**Record list:**

┌────────

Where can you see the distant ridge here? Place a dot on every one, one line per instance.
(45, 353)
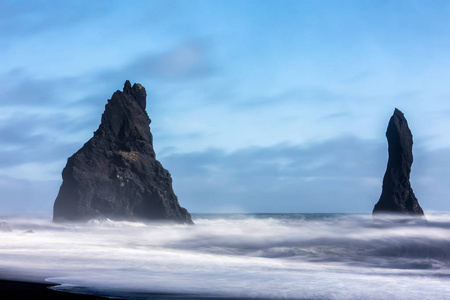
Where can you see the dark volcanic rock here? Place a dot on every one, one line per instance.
(5, 227)
(115, 174)
(397, 195)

└────────

**Exercise goal:** Please update the listing by swapping "Place a dot" for "Put a point" everywhere it occurs, keeping everything else the same, and leave out the pictures.

**Result:**
Where can you see the distant ridge here? Put a point on every one, one line per instance.
(45, 353)
Where can you see the dark volcanic rock here? Put a point on every one, one line per instance.
(5, 227)
(115, 174)
(397, 195)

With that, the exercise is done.